• Tasks to complete:
• A. In the memoir excerpt, what tune is Fritz playing on the piano when the narrator walks into the living room?
• B. For each statement below, state whether the memoir excerpt supports it, answering yes or no and quoting the words that decide it: (i) The couple's families lived close to their apartment. (ii) The baby was expected the following July. (iii) The couple would go on to have four children.

It was November, just before Thanksgiving, and our respective families lived halfway across the North American continent. As I prepared to tackle my first stuffed turkey and pumpkin pie, I wanted more than anything to succeed in my new role as a wife. I lived with my new husband, Fritz, in a tiny apartment showcasing an old couch, two chairs, a bed and dresser, a small kitchen table, and…a piano. Christmas seemed close. A sense of anticipation filled our humble little home.

The air felt chilly outside, matchiing the season, and on this particular day Fritz arrived home first. Even before opening the front door, I heard piano rumblings inside. Rubber-kneed and a bit starry-eyed, I walked into the living room where Fritz pounded out the classic tune, “Deep Purple”. What would he say? Clueless, I hoped to appear normal.

“Hey, I had that appointment with the doctor today.”

Still playing, he nodded. “Yeah.”

Baffled by this seemingly minimal interest, I casually slipped off my jacket and paused to listen to a few bars, then tried again.

“Stop playing that thing for a minute – please – I’ve got to tell you something.”

He turned towards me on the piano bench with that silly characteristic boyish grin on his face. “Sure. What’s up?”

An internal drum roll pounded inside my heart while I waited for five long seconds to gain courage. The words finally tumbled out, not unlike hot towels that had been churning in an overstuffed dryer too long, parched and eager to escape: “I’m pregnant. We’re having a baby next July!”

A momentary look of disbelief crossed his face before he turned back to the keyboard. “Cool!” And the melodic strains rippled again from his fingers.

Even though I had not been able to anticipate his response, I knew this: I didn’t expect “Cool!” Surely something a little more melodramatic was in order. Perhaps a hug, a few tears? A sigh, a soft touch? Something like, “Oh honey, how wonderful! Are you okay? Do you feel okay? What do we need to do to get ready? Hey, let’s start a list!”

But no. “Cool” was it.

Looking back over 30 years later, “Cool” said it all. Our four kids would come to know their Dad as a lighthearted jokester, one who prioritized play at all cost. “Cool” as in not too serious or intellectual. “Cool” as in spontaneous and go-with-the-flow. “Cool” as in “what’s the next wild hair going to be?”

And yet little did he know that his own definition of fathering would evolve; that his own heart and soul would enlarge over the years because his heavenly Father would not leave him in a narrow “cool” spot indefinitely without fluffing him out a bit.

[Extracted data entries]
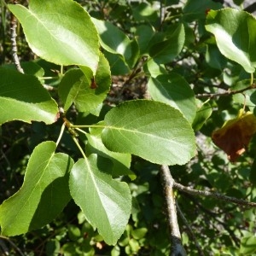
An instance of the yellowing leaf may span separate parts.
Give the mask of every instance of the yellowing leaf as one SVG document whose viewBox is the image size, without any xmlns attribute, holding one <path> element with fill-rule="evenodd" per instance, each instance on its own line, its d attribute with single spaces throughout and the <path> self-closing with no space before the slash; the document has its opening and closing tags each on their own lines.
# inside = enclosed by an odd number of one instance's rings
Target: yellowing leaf
<svg viewBox="0 0 256 256">
<path fill-rule="evenodd" d="M 256 132 L 256 117 L 251 112 L 239 111 L 236 119 L 226 121 L 222 128 L 213 131 L 213 143 L 223 149 L 230 161 L 236 161 L 245 152 Z"/>
</svg>

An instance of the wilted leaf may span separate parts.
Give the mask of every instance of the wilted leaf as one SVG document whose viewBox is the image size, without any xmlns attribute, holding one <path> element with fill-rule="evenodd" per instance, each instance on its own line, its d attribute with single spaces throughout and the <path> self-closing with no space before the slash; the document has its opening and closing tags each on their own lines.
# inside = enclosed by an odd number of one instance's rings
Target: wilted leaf
<svg viewBox="0 0 256 256">
<path fill-rule="evenodd" d="M 223 149 L 230 161 L 236 161 L 245 152 L 256 132 L 256 117 L 251 112 L 241 109 L 236 119 L 225 122 L 222 128 L 213 131 L 213 143 Z"/>
</svg>

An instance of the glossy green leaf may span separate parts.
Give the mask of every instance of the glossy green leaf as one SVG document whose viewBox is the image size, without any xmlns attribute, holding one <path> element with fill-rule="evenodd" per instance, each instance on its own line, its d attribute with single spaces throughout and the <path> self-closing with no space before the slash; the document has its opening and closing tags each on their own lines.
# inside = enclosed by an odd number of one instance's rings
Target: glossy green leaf
<svg viewBox="0 0 256 256">
<path fill-rule="evenodd" d="M 256 20 L 234 9 L 211 10 L 206 28 L 213 33 L 217 45 L 227 58 L 239 63 L 247 73 L 256 67 Z"/>
<path fill-rule="evenodd" d="M 90 133 L 86 135 L 88 139 L 86 153 L 97 154 L 98 155 L 111 160 L 113 163 L 112 176 L 131 175 L 134 177 L 135 174 L 130 170 L 131 161 L 131 154 L 109 151 L 102 141 L 101 131 L 102 129 L 91 129 Z"/>
<path fill-rule="evenodd" d="M 104 52 L 110 66 L 112 75 L 125 75 L 130 72 L 130 67 L 120 55 Z"/>
<path fill-rule="evenodd" d="M 36 77 L 3 68 L 0 78 L 0 124 L 56 120 L 57 104 Z"/>
<path fill-rule="evenodd" d="M 44 142 L 32 152 L 20 189 L 0 206 L 2 234 L 16 236 L 53 220 L 71 199 L 68 189 L 73 160 L 55 154 L 56 144 Z"/>
<path fill-rule="evenodd" d="M 185 32 L 183 24 L 172 26 L 168 30 L 168 36 L 161 42 L 152 45 L 149 55 L 157 63 L 172 61 L 182 50 L 185 41 Z"/>
<path fill-rule="evenodd" d="M 138 45 L 109 21 L 92 19 L 100 35 L 100 44 L 112 54 L 120 55 L 131 67 L 138 57 Z M 110 63 L 111 64 L 111 63 Z"/>
<path fill-rule="evenodd" d="M 250 86 L 250 79 L 241 80 L 236 83 L 235 85 L 231 86 L 232 90 L 243 90 Z M 255 96 L 255 89 L 247 90 L 243 93 L 237 93 L 232 96 L 234 102 L 244 104 L 248 107 L 252 111 L 255 108 L 256 101 L 253 99 L 253 95 Z"/>
<path fill-rule="evenodd" d="M 195 154 L 189 121 L 172 107 L 154 101 L 130 101 L 105 116 L 102 138 L 106 147 L 157 164 L 183 165 Z"/>
<path fill-rule="evenodd" d="M 172 73 L 150 78 L 148 86 L 154 100 L 179 109 L 190 123 L 193 122 L 196 112 L 195 95 L 181 75 Z"/>
<path fill-rule="evenodd" d="M 71 171 L 69 186 L 86 219 L 108 244 L 115 244 L 127 224 L 131 196 L 127 183 L 104 172 L 108 165 L 108 160 L 96 154 L 79 160 Z"/>
<path fill-rule="evenodd" d="M 56 64 L 96 69 L 99 39 L 88 13 L 72 0 L 29 1 L 29 9 L 9 5 L 22 25 L 30 48 Z"/>
<path fill-rule="evenodd" d="M 95 109 L 100 105 L 108 92 L 111 77 L 108 61 L 101 55 L 96 76 L 93 79 L 90 71 L 83 68 L 67 72 L 59 85 L 59 95 L 64 103 L 64 109 L 73 102 L 79 111 Z"/>
</svg>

• Full answers:
• A. "Deep Purple"

• B.
(i) No: "our respective families lived halfway across the North American continent."
(ii) Yes: "We’re having a baby next July!"
(iii) Yes: "Our four kids would come to know their Dad as a lighthearted jokester"